### What is needed:
List every line of the entries that contains the string "blue".

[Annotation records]
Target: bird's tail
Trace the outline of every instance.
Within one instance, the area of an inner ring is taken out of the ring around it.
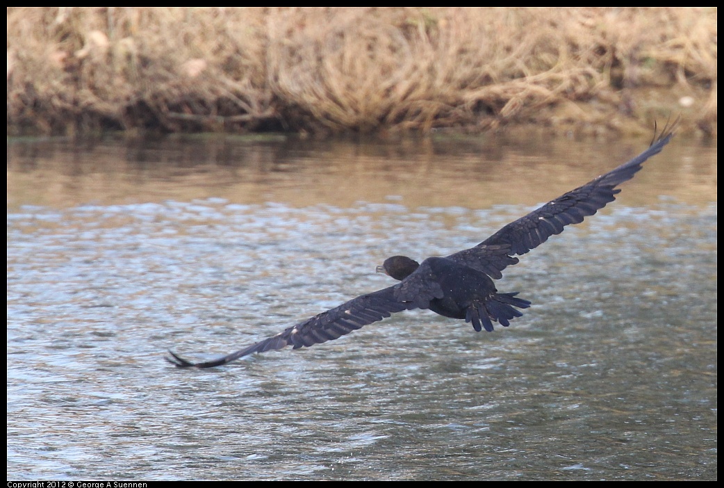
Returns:
[[[489,332],[493,330],[493,321],[504,327],[510,324],[510,321],[520,317],[523,314],[514,308],[527,308],[531,303],[523,298],[517,298],[518,292],[513,293],[492,293],[482,303],[473,303],[468,307],[465,321],[472,322],[473,329],[480,332],[483,328]]]

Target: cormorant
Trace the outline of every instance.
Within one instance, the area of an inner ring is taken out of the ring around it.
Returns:
[[[413,308],[427,308],[452,319],[464,319],[473,328],[493,330],[493,322],[507,327],[523,315],[531,302],[500,293],[493,279],[502,277],[502,270],[518,262],[525,254],[548,237],[560,234],[569,224],[578,224],[615,199],[616,187],[631,180],[647,159],[661,152],[673,136],[678,119],[654,138],[649,148],[628,162],[595,180],[552,200],[528,215],[505,226],[473,248],[445,257],[417,261],[403,256],[384,261],[377,271],[399,283],[363,295],[338,307],[322,312],[273,337],[219,359],[192,363],[169,351],[167,360],[180,368],[211,368],[230,363],[252,353],[294,349],[333,340],[363,326],[382,320],[390,314]]]

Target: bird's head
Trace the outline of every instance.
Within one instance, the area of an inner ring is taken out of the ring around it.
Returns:
[[[420,264],[406,256],[393,256],[387,258],[382,266],[377,266],[378,273],[384,273],[395,279],[402,281],[419,267]]]

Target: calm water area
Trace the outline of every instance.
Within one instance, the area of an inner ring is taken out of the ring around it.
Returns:
[[[496,282],[188,370],[471,247],[631,139],[9,140],[9,479],[717,479],[717,148],[677,137]]]

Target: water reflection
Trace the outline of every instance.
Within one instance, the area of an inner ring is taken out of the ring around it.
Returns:
[[[9,478],[715,479],[715,149],[675,141],[610,212],[507,270],[499,288],[533,301],[508,329],[416,311],[217,370],[165,363],[386,286],[387,256],[469,247],[529,209],[501,203],[610,167],[570,142],[307,144],[11,145]]]

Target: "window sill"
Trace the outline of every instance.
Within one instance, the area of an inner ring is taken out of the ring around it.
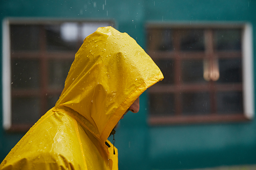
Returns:
[[[154,116],[150,115],[148,124],[152,126],[209,124],[226,122],[244,122],[250,120],[244,114],[211,114],[194,116]]]

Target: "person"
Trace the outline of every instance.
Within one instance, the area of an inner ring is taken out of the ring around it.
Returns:
[[[111,27],[88,36],[76,54],[55,106],[12,149],[1,169],[118,169],[108,140],[139,96],[163,78],[126,33]]]

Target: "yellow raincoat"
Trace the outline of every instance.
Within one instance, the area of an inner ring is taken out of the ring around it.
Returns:
[[[0,169],[117,169],[117,150],[114,154],[107,139],[135,100],[163,78],[126,33],[98,28],[76,54],[55,106],[12,149]]]

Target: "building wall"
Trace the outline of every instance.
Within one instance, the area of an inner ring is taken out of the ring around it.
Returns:
[[[113,19],[119,31],[127,32],[145,48],[147,22],[248,21],[254,32],[255,7],[254,2],[243,0],[2,0],[0,20],[10,17]],[[0,34],[1,51],[5,43],[2,36]],[[255,36],[253,38],[255,49]],[[117,130],[115,144],[120,169],[177,169],[256,164],[254,120],[151,126],[147,123],[147,99],[146,92],[141,97],[139,113],[127,114]],[[2,128],[2,111],[0,115],[1,161],[24,134],[5,132]]]

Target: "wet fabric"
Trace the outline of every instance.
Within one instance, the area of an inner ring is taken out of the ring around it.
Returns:
[[[137,98],[163,78],[126,33],[98,28],[76,54],[55,107],[17,143],[0,169],[117,169],[117,149],[114,154],[108,137]]]

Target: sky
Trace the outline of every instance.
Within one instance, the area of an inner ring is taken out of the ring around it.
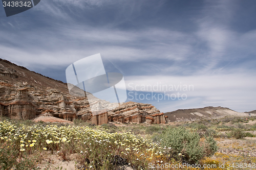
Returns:
[[[41,0],[8,17],[0,7],[0,58],[66,82],[68,66],[100,53],[126,102],[249,111],[255,17],[254,0]]]

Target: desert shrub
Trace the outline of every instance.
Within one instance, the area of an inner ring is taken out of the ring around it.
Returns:
[[[201,130],[202,131],[205,131],[207,129],[207,127],[205,125],[196,123],[189,124],[188,127],[191,128],[192,129]]]
[[[240,123],[236,123],[234,124],[234,126],[235,127],[236,127],[237,128],[240,128],[240,129],[246,129],[245,126],[244,124]]]
[[[152,134],[154,132],[157,132],[161,131],[161,127],[158,126],[152,125],[149,126],[146,128],[146,133]]]
[[[161,139],[162,146],[172,148],[168,151],[171,157],[182,155],[182,159],[190,163],[198,162],[217,152],[216,142],[211,136],[207,137],[205,143],[202,142],[197,133],[189,132],[184,127],[165,129]]]
[[[245,137],[245,133],[240,129],[234,129],[232,130],[228,135],[237,139],[243,139]]]
[[[152,135],[152,140],[154,142],[160,142],[161,140],[161,134],[159,133],[154,132]]]
[[[230,131],[230,130],[232,129],[232,127],[224,125],[218,125],[216,127],[216,130],[219,130],[219,131]]]
[[[205,135],[206,136],[213,136],[216,137],[218,136],[217,132],[212,129],[207,129],[205,131]]]

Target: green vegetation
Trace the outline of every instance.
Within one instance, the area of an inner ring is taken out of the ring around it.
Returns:
[[[3,117],[0,169],[35,169],[46,159],[50,166],[54,154],[64,161],[76,154],[79,169],[118,169],[125,164],[146,169],[150,163],[212,163],[216,140],[255,137],[248,131],[256,130],[256,124],[245,123],[253,118],[101,126],[76,119],[71,126]]]

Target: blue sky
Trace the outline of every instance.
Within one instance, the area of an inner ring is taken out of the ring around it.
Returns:
[[[0,8],[0,57],[66,82],[69,65],[100,53],[134,97],[152,92],[143,86],[194,86],[153,90],[186,100],[130,101],[164,112],[248,111],[256,109],[255,17],[253,0],[41,0],[8,17]]]

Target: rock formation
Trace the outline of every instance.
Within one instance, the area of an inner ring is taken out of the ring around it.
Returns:
[[[97,108],[101,111],[91,111]],[[151,104],[129,102],[119,105],[95,98],[89,105],[86,96],[70,95],[66,83],[1,59],[0,114],[17,119],[80,118],[95,125],[111,122],[165,124],[168,119]]]

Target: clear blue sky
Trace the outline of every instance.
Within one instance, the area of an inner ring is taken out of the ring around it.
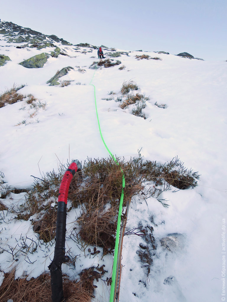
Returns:
[[[0,18],[74,44],[227,59],[227,0],[12,0]]]

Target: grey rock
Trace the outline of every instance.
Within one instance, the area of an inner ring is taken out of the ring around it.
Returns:
[[[51,79],[47,82],[47,84],[50,83],[49,86],[54,86],[56,85],[59,85],[60,83],[58,81],[58,80],[59,78],[67,74],[69,71],[70,71],[71,69],[74,69],[72,67],[70,66],[68,66],[67,67],[65,67],[62,68],[60,71],[58,71],[56,74]]]
[[[169,53],[166,53],[165,51],[154,51],[154,53],[164,53],[166,55],[169,55]],[[178,55],[177,55],[178,56]]]
[[[0,34],[2,34],[5,35],[6,34],[7,34],[7,32],[5,28],[3,28],[3,29],[0,30]]]
[[[75,46],[80,46],[81,47],[91,47],[90,45],[88,43],[80,43],[79,44],[76,44]]]
[[[52,39],[54,41],[55,41],[55,42],[60,42],[60,39],[58,38],[57,36],[55,36],[55,35],[51,35],[50,36],[48,36],[48,37],[50,39]]]
[[[40,68],[43,66],[49,57],[48,53],[42,53],[21,62],[19,64],[26,68]]]
[[[60,39],[60,41],[61,43],[61,44],[62,45],[72,45],[73,44],[71,44],[71,43],[70,43],[67,41],[66,41],[65,40],[63,40],[63,39]]]
[[[189,58],[190,59],[195,59],[194,57],[192,55],[190,55],[190,53],[178,53],[177,56],[182,56],[184,58]]]

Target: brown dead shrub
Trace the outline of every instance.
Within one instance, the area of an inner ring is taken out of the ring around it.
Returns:
[[[6,207],[3,204],[1,201],[0,201],[0,211],[4,211],[8,209],[8,208]]]
[[[112,59],[107,59],[106,60],[100,60],[98,62],[97,65],[98,66],[104,66],[104,67],[107,68],[108,67],[111,67],[112,66],[114,66],[116,65],[119,65],[121,63],[121,62],[119,60],[117,60],[114,63],[114,60]]]
[[[21,85],[19,87],[14,85],[11,89],[7,90],[0,95],[0,108],[4,107],[6,103],[8,104],[14,104],[17,102],[22,101],[26,97],[25,95],[18,93],[17,91],[24,87],[25,85]]]
[[[125,95],[128,93],[130,90],[138,90],[139,89],[139,87],[136,83],[130,80],[127,82],[124,81],[123,82],[120,88],[120,91],[122,95]]]
[[[51,302],[51,276],[48,274],[38,278],[15,280],[15,270],[5,274],[0,287],[0,301],[7,302],[12,299],[14,302]],[[65,302],[90,302],[90,291],[82,281],[77,282],[63,277],[63,287]]]
[[[35,102],[37,100],[37,99],[33,95],[29,94],[28,96],[28,99],[27,100],[27,102],[28,104],[31,104],[32,102]]]
[[[142,60],[143,59],[146,59],[147,60],[149,60],[150,58],[150,56],[148,55],[142,55],[141,56],[135,56],[136,58],[138,60]]]
[[[143,97],[143,95],[140,93],[137,93],[136,95],[131,93],[131,94],[128,95],[126,100],[120,105],[119,107],[122,109],[123,109],[129,105],[134,104],[137,101],[140,101]]]
[[[185,190],[191,186],[192,188],[196,186],[193,177],[189,175],[181,175],[176,170],[165,175],[164,178],[170,185],[181,190]]]
[[[57,208],[50,207],[44,215],[40,213],[32,222],[34,232],[39,234],[40,239],[44,242],[49,242],[55,237],[57,214]]]
[[[104,255],[114,248],[116,213],[115,207],[107,211],[97,209],[84,213],[77,219],[80,226],[79,233],[83,240],[103,247]]]

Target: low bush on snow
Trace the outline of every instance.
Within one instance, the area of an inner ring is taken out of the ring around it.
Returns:
[[[18,87],[14,84],[13,87],[11,89],[7,90],[0,95],[0,108],[4,107],[5,104],[14,104],[17,102],[22,101],[26,97],[26,95],[18,93],[18,90],[22,88],[25,86],[21,84]]]
[[[80,246],[81,251],[83,250],[84,253],[85,250],[87,253],[87,248],[89,245],[93,246],[94,252],[91,252],[90,248],[88,249],[90,255],[101,252],[97,250],[97,247],[103,249],[104,255],[113,252],[117,219],[122,189],[121,169],[125,181],[124,207],[127,202],[130,202],[133,196],[140,193],[141,196],[143,197],[145,202],[147,202],[148,199],[152,197],[156,198],[163,206],[168,207],[167,201],[160,196],[163,192],[172,189],[172,186],[179,189],[194,188],[197,185],[197,180],[199,176],[197,172],[194,172],[191,169],[189,169],[184,167],[183,163],[177,157],[169,162],[161,164],[156,161],[144,161],[139,151],[138,158],[131,159],[128,162],[125,162],[123,160],[120,161],[120,159],[117,159],[119,165],[112,158],[94,159],[88,158],[84,162],[82,170],[76,173],[70,186],[67,210],[69,212],[73,208],[79,207],[81,214],[74,222],[74,227],[73,225],[73,227],[71,226],[71,230],[67,234],[67,238],[75,242],[78,246]],[[39,234],[39,237],[35,240],[26,237],[26,239],[23,239],[23,243],[21,246],[19,245],[20,242],[17,242],[18,248],[16,249],[15,247],[12,247],[11,250],[13,259],[17,259],[20,253],[24,252],[25,248],[32,254],[35,252],[38,244],[46,246],[47,243],[51,241],[51,245],[54,243],[59,190],[62,177],[69,164],[68,163],[66,165],[61,165],[58,172],[53,170],[46,173],[41,179],[35,178],[37,180],[32,189],[25,190],[27,194],[25,202],[17,207],[13,204],[10,207],[4,204],[4,198],[7,196],[12,192],[21,191],[7,186],[3,180],[4,174],[0,172],[0,187],[2,191],[5,190],[4,196],[2,195],[1,196],[3,199],[0,204],[0,212],[6,210],[15,214],[16,216],[14,219],[16,219],[28,220],[32,216],[31,225],[34,231]],[[149,185],[146,186],[147,181]],[[122,217],[123,219],[123,214]],[[149,227],[144,227],[141,225],[140,227],[139,226],[139,236],[143,236],[146,245],[144,246],[142,244],[140,244],[140,249],[137,252],[141,261],[147,266],[148,275],[152,261],[150,251],[147,248],[147,246],[151,245],[153,249],[156,248],[152,228]],[[127,233],[128,234],[138,235],[133,230]],[[0,253],[4,252],[7,248],[2,245],[0,247]],[[9,251],[8,252],[11,253]],[[79,255],[74,255],[73,252],[70,250],[68,253],[73,259],[71,262],[74,263],[77,256]],[[74,296],[74,291],[77,290],[72,289],[74,288],[74,286],[78,287],[79,292],[77,294],[78,296],[82,297],[82,295],[80,295],[84,294],[90,298],[92,296],[94,286],[93,285],[94,281],[101,278],[105,271],[103,266],[84,269],[79,274],[80,280],[79,283],[69,281],[64,277],[63,284],[65,287],[64,290],[66,301],[72,302],[74,300],[71,300],[72,297]],[[35,289],[37,292],[37,288],[40,288],[40,290],[38,291],[43,293],[42,297],[45,297],[42,300],[51,302],[49,275],[42,275],[38,278],[33,278],[28,281],[26,279],[15,280],[14,273],[13,271],[9,274],[5,274],[3,283],[0,287],[1,301],[7,302],[10,298],[20,302],[30,301],[29,297],[33,296],[34,289]],[[44,284],[44,280],[46,281]],[[40,280],[42,280],[41,283]],[[68,286],[69,288],[67,288]],[[9,287],[10,290],[8,291]],[[68,292],[71,294],[67,295]],[[44,294],[45,293],[46,294]],[[38,294],[36,297],[37,299],[34,298],[32,301],[38,302],[40,300],[40,297]],[[85,300],[78,299],[77,300],[81,302],[89,301],[89,299]]]

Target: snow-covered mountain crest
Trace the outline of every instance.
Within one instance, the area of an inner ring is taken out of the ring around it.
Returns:
[[[29,280],[47,273],[39,286],[49,286],[58,190],[67,161],[76,158],[84,169],[69,196],[71,261],[62,271],[74,286],[87,277],[92,300],[109,300],[121,175],[107,159],[96,99],[131,201],[119,300],[221,300],[226,62],[103,46],[100,60],[97,48],[0,23],[0,297],[19,298],[7,290],[14,274]],[[83,228],[87,217],[94,228]],[[98,224],[108,226],[108,236],[102,230],[98,237]]]

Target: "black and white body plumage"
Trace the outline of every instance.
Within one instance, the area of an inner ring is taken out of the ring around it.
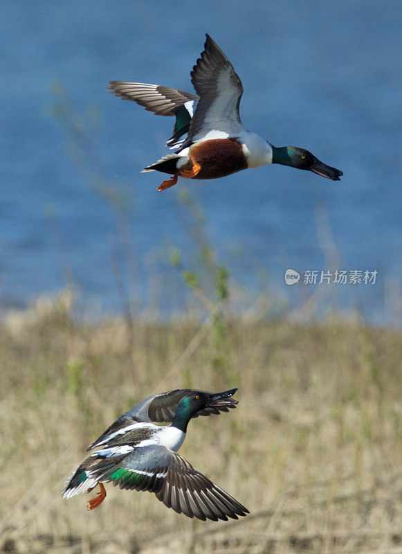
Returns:
[[[102,483],[110,482],[122,489],[154,492],[168,508],[189,517],[217,521],[246,515],[244,506],[176,454],[192,417],[235,407],[237,402],[230,397],[235,391],[215,394],[187,389],[156,395],[165,404],[164,409],[158,409],[162,412],[157,416],[150,412],[154,413],[155,402],[159,402],[149,397],[133,409],[136,416],[127,416],[132,410],[124,414],[91,445],[96,449],[75,472],[63,497],[70,498],[99,484],[100,498],[90,501],[92,509],[106,496]],[[172,425],[160,427],[134,420],[155,416],[171,420]]]
[[[241,81],[209,35],[191,72],[191,82],[197,96],[139,82],[111,81],[108,87],[116,96],[136,102],[156,115],[176,117],[173,135],[167,142],[176,152],[144,170],[173,175],[158,190],[176,184],[179,176],[216,179],[271,163],[308,170],[334,181],[343,175],[308,150],[293,146],[277,148],[244,128],[239,112]]]

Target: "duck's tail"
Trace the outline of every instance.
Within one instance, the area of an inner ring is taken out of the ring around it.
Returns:
[[[176,154],[170,154],[165,156],[155,163],[147,166],[145,168],[142,173],[147,173],[148,171],[161,171],[163,173],[169,173],[174,175],[177,173],[177,163],[181,161],[181,166],[185,165],[188,161],[188,158],[183,156],[178,156]]]

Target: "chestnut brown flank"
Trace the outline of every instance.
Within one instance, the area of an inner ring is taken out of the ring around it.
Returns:
[[[193,179],[224,177],[247,168],[243,148],[236,138],[214,138],[194,144],[189,154],[201,166],[201,171]],[[189,163],[183,169],[190,168]]]

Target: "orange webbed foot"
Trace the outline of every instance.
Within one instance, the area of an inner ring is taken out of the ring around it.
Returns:
[[[95,498],[93,498],[89,501],[89,503],[86,506],[88,510],[93,510],[94,508],[98,508],[98,506],[100,506],[106,498],[106,489],[103,486],[103,483],[98,483],[98,484],[99,485],[100,492],[98,493]],[[91,491],[95,487],[92,487],[91,489],[88,489],[87,492],[91,492]]]
[[[165,190],[166,188],[170,188],[173,185],[175,185],[177,183],[177,175],[173,175],[172,179],[168,179],[167,181],[164,181],[161,185],[159,185],[158,187],[158,192],[161,192],[161,190]]]
[[[197,161],[192,161],[192,166],[191,169],[183,169],[181,170],[180,172],[180,177],[184,177],[185,179],[192,179],[195,177],[196,175],[201,171],[201,166],[197,163]]]

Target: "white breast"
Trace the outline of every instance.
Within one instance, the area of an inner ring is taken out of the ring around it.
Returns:
[[[258,168],[272,163],[272,148],[269,143],[256,133],[248,131],[239,137],[248,168]]]
[[[185,433],[177,427],[169,425],[166,427],[161,427],[161,431],[155,438],[158,440],[158,444],[176,452],[185,438]]]

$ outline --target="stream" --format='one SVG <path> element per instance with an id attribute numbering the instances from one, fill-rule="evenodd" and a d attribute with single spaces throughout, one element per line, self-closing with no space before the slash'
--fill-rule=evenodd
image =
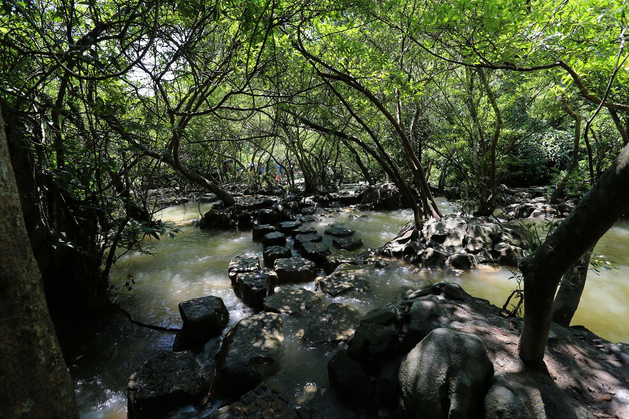
<path id="1" fill-rule="evenodd" d="M 445 213 L 454 209 L 445 200 L 438 200 Z M 230 260 L 234 257 L 255 255 L 262 260 L 262 245 L 252 240 L 251 231 L 207 231 L 192 225 L 211 205 L 196 203 L 170 206 L 155 218 L 172 223 L 181 230 L 174 240 L 147 239 L 152 255 L 138 252 L 121 258 L 111 271 L 111 281 L 120 293 L 118 302 L 135 319 L 145 323 L 180 327 L 177 304 L 196 297 L 220 297 L 230 310 L 230 327 L 240 319 L 255 314 L 233 294 L 227 276 Z M 349 218 L 350 213 L 363 213 L 364 218 Z M 316 221 L 304 223 L 323 233 L 330 223 L 342 223 L 356 230 L 355 236 L 367 247 L 379 247 L 393 238 L 406 221 L 412 220 L 408 210 L 387 212 L 353 211 L 342 210 Z M 323 241 L 331 246 L 331 237 Z M 629 221 L 618 221 L 601 239 L 593 255 L 603 255 L 613 261 L 617 271 L 591 271 L 579 310 L 572 324 L 583 325 L 612 342 L 629 342 Z M 460 284 L 472 296 L 502 306 L 517 285 L 508 269 L 496 271 L 474 270 L 459 277 L 433 272 L 418 273 L 413 267 L 392 262 L 384 270 L 373 269 L 372 289 L 366 293 L 349 293 L 335 298 L 323 298 L 321 308 L 331 302 L 348 304 L 364 314 L 395 300 L 408 288 L 417 288 L 443 279 Z M 128 276 L 135 284 L 127 291 Z M 287 285 L 314 290 L 314 281 Z M 97 320 L 77 324 L 75 329 L 63 331 L 60 340 L 66 362 L 75 385 L 81 416 L 86 418 L 126 418 L 126 384 L 129 376 L 145 361 L 164 350 L 171 350 L 174 334 L 147 329 L 130 323 L 120 313 L 95 316 Z M 303 401 L 318 389 L 328 386 L 328 360 L 338 346 L 314 347 L 296 332 L 311 318 L 308 313 L 284 320 L 286 355 L 281 361 L 282 372 L 274 384 L 294 401 Z M 623 319 L 625 319 L 624 320 Z M 225 332 L 228 329 L 225 330 Z M 216 338 L 197 354 L 199 363 L 211 365 L 220 349 Z M 169 418 L 199 417 L 203 412 L 191 407 L 174 412 Z"/>

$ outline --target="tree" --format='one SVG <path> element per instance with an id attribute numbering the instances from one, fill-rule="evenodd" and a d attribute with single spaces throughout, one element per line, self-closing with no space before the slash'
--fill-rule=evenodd
<path id="1" fill-rule="evenodd" d="M 11 418 L 78 418 L 26 234 L 1 114 L 0 211 L 0 411 Z"/>

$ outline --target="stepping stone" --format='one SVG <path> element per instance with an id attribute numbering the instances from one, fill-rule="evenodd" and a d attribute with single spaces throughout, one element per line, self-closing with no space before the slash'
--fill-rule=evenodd
<path id="1" fill-rule="evenodd" d="M 369 271 L 366 267 L 343 264 L 327 276 L 320 276 L 314 289 L 333 297 L 348 291 L 366 291 L 371 288 Z"/>
<path id="2" fill-rule="evenodd" d="M 284 246 L 286 244 L 286 235 L 279 232 L 273 232 L 265 234 L 262 237 L 262 247 Z"/>
<path id="3" fill-rule="evenodd" d="M 332 239 L 332 244 L 337 249 L 355 250 L 362 246 L 362 240 L 352 237 L 338 237 Z"/>
<path id="4" fill-rule="evenodd" d="M 287 246 L 270 246 L 264 249 L 263 254 L 264 264 L 272 266 L 277 259 L 291 257 L 292 253 Z"/>
<path id="5" fill-rule="evenodd" d="M 277 259 L 273 270 L 280 284 L 308 282 L 316 277 L 314 262 L 299 256 Z"/>
<path id="6" fill-rule="evenodd" d="M 322 265 L 325 257 L 331 253 L 330 247 L 325 243 L 308 242 L 301 244 L 301 255 L 319 265 Z"/>
<path id="7" fill-rule="evenodd" d="M 323 238 L 318 234 L 298 234 L 295 236 L 293 247 L 299 249 L 304 243 L 321 242 Z"/>
<path id="8" fill-rule="evenodd" d="M 345 227 L 339 227 L 338 226 L 330 226 L 330 228 L 325 230 L 326 234 L 329 234 L 331 236 L 336 237 L 347 237 L 348 236 L 351 236 L 355 232 L 351 228 L 345 228 Z"/>
<path id="9" fill-rule="evenodd" d="M 260 259 L 257 256 L 237 256 L 230 262 L 227 269 L 231 284 L 236 281 L 236 276 L 238 274 L 257 271 L 260 269 Z"/>
<path id="10" fill-rule="evenodd" d="M 345 250 L 340 250 L 338 253 L 330 255 L 323 262 L 323 271 L 326 275 L 331 274 L 341 264 L 360 264 L 355 254 Z"/>
<path id="11" fill-rule="evenodd" d="M 264 310 L 287 315 L 299 314 L 321 303 L 321 297 L 304 288 L 284 288 L 264 299 Z"/>
<path id="12" fill-rule="evenodd" d="M 230 319 L 223 299 L 213 295 L 179 303 L 179 313 L 186 337 L 195 344 L 204 344 L 220 335 Z"/>
<path id="13" fill-rule="evenodd" d="M 275 293 L 277 275 L 269 269 L 238 274 L 234 293 L 250 307 L 262 310 L 264 299 Z"/>
<path id="14" fill-rule="evenodd" d="M 301 221 L 284 221 L 277 225 L 277 230 L 286 235 L 295 235 L 295 230 L 301 226 Z"/>
<path id="15" fill-rule="evenodd" d="M 276 231 L 276 228 L 269 224 L 260 224 L 253 227 L 253 240 L 261 240 L 265 235 Z"/>
<path id="16" fill-rule="evenodd" d="M 303 225 L 294 230 L 295 235 L 298 234 L 316 234 L 316 230 L 313 227 Z"/>
<path id="17" fill-rule="evenodd" d="M 342 303 L 333 303 L 308 322 L 303 329 L 303 337 L 313 344 L 347 342 L 353 335 L 362 318 L 355 308 Z"/>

### Answer to the task:
Target: blue sky
Target: clear blue sky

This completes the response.